EXERCISE GOAL
Reproduce the part of the forum thread on automated code security review that starts with "It would really" and continues through "like $20M than 20K.", without alteration.
==== PASSAGE
No, writing an advertisement is not weird. What's weird is that it's top of HN. Or really, no, this isn't weird either if you think about it -- people lookin for a gotcha "Oh see, that new model really isn't that good/it's surely hitting a wall/plateau any day now" upvoted it.
It's the flaw in the "given enough eyeballs, all bugs are shallow" argument. Because eyeballs grow tired of looking at endless lines of code.
Machines on the other hand are excellent at this. They don't get bored, they just keep doing what they are told to do with no drop-off in attention or focus.
Would it be cheaper than Claude Mythos doing it? No idea. Maybe, maybe not.
But it’s weird how we’re willing to throw away money to a megacorp to do it with “automation” for potentially just as much if not more as it would cost to just have big bounty program or hiring someone for nearly the same cost and doing it “normally”.
It would really have to be substantially less cost for me to even consider doing it with a bot.
So would I, but it doesn't negate that we, humans, are bad at this. We will get bored and our focus will begin to drift. We might not notice it, we might not want to admit it, but after a few continuous hours we will start missing things.
And if there were, the cost would be more like $20M than 20K.
Having all code reviewed for security, by some level of LLM, should be standard at this point.
I think people forget that it's hard to be clever and tidy 100% of the time. Big programs take a lot of discipline and an understanding of the context that can be really hard to maintain. This is one of several reasons that my second draft or third draft of code is almost always considerably better than the first draft.
The thesis is, the tooling is what matters - the tools (what they call the harness) can turn a dumb llm into a smart llm.
The general approach without LLMs doesn't work. 50 companies have built products to do exactly what you propose here; they're called static application security testing (SAST) tools, or, colloquially, code scanners. In practice, getting every "suspicious" code pattern in a repository pointed out isn't highly valuable, because every codebase is awash in them, and few of them pan out as actual vulnerabilities (because attacker-controlled data never hits them, or because the missing security constraint is enforced somewhere else in the call chain).
Could it work with LLMs? Maybe? But there's a big open question right now about whether hyperspecific prompts make agents more effective at finding vulnerabilities (by sparing context and priming with likely problems) or less effective (by introducing path dependent attractors and also eliminating the likelihood of spotting vulnerabilities not directly in the SAST pattern book).
“PKI is easy to break if someone gives us the prime factors to start with!”
========
==== PROVIDED DATA
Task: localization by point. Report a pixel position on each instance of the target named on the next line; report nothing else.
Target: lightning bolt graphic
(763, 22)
========
COMPLETED EXERCISE
It would really have to be substantially less cost for me to even consider doing it with a bot.
So would I, but it doesn't negate that we, humans, are bad at this. We will get bored and our focus will begin to drift. We might not notice it, we might not want to admit it, but after a few continuous hours we will start missing things.
And if there were, the cost would be more like $20M than 20K.